>>>>>

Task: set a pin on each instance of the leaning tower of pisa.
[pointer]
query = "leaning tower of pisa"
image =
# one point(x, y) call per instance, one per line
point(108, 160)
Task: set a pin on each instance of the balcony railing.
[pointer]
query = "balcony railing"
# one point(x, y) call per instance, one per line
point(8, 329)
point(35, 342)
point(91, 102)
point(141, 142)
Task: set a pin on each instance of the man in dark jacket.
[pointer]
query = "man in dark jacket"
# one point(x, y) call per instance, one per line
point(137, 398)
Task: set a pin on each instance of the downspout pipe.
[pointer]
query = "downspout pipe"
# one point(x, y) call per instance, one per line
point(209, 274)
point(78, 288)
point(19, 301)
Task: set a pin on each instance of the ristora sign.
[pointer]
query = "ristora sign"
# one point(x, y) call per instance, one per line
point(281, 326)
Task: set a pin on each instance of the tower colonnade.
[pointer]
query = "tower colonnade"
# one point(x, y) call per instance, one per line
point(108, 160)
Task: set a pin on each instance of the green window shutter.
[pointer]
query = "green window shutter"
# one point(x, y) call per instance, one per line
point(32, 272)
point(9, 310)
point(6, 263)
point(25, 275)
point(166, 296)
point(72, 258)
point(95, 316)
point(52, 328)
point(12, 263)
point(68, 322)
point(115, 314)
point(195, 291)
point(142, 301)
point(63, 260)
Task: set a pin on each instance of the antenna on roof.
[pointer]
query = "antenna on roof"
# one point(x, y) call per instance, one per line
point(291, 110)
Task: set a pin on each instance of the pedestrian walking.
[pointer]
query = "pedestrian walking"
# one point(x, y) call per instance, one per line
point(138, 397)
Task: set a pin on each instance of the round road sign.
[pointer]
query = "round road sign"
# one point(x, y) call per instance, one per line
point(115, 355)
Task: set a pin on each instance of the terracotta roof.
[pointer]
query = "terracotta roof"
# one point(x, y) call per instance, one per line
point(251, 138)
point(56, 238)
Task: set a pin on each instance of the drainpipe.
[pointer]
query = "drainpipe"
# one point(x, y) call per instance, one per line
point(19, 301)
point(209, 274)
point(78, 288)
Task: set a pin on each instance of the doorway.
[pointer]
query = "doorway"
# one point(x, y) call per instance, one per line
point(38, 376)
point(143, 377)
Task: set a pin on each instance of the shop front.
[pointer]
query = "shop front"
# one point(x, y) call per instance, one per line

<<<<<

» **Short task**
Extract every line of the entries above and reproduce each one verbatim, in its original order.

» **Output of the task**
Task: set a pin on each instance of the leaning tower of pisa.
[pointer]
query = "leaning tower of pisa"
image =
# one point(x, y) call per instance, one per line
point(108, 160)
Task: set a pin on each instance of the balcony railing.
[pointer]
query = "balcony railing"
# one point(x, y) call per instance, one per line
point(8, 329)
point(35, 342)
point(91, 102)
point(141, 142)
Task: set a pin on each instance of the man in dark jacket.
[pointer]
query = "man in dark jacket"
# one point(x, y) call per instance, one per line
point(137, 398)
Task: set a pin on each instance of the downspout pipe.
[pointer]
query = "downspout pipe"
# one point(x, y) call per instance, one per line
point(209, 274)
point(78, 288)
point(19, 301)
Task: set a pin on each instance of the ristora sign.
[pointer]
query = "ristora sign"
# one point(x, y) call per instance, one per line
point(281, 326)
Task: set a pin on each instance of the tower colonnade.
[pointer]
query = "tower colonnade"
# one point(x, y) call per instance, one per line
point(108, 160)
Task: set a pin on each instance of the green window shutter.
[pointer]
query = "green window shutter"
# one point(x, y) call per instance, one per line
point(32, 272)
point(9, 310)
point(6, 263)
point(25, 275)
point(166, 296)
point(72, 258)
point(95, 316)
point(52, 328)
point(12, 263)
point(68, 322)
point(115, 314)
point(195, 291)
point(142, 301)
point(63, 260)
Task: set a pin on each instance of the antenna on roof.
[pointer]
query = "antenna on roof"
# one point(x, y) call per instance, one per line
point(291, 110)
Task: set a pin on each instance of the pedestrian walking.
[pointer]
query = "pedestrian walking"
# one point(x, y) call per instance, one per line
point(138, 397)
Task: set a pin on each instance of the round road sign.
[pointer]
query = "round road sign"
# one point(x, y) call per instance, one per line
point(115, 355)
Task: set a pin on each instance of the terracotta roof.
[pointer]
query = "terracotta roof"
# one point(x, y) call per instance, one per line
point(251, 138)
point(56, 238)
Task: set a pin on each instance of the drainpipe.
[pointer]
query = "drainpipe"
# one point(x, y) call per instance, one per line
point(19, 301)
point(209, 274)
point(78, 288)
Task: set a pin on each instance of the doorway.
[pointer]
query = "doorway"
# one point(x, y) call per instance, one per line
point(38, 376)
point(143, 377)
Task: set a pin on each instance of the shop front.
[pointer]
query = "shop front"
# one point(x, y) call per instance, one per line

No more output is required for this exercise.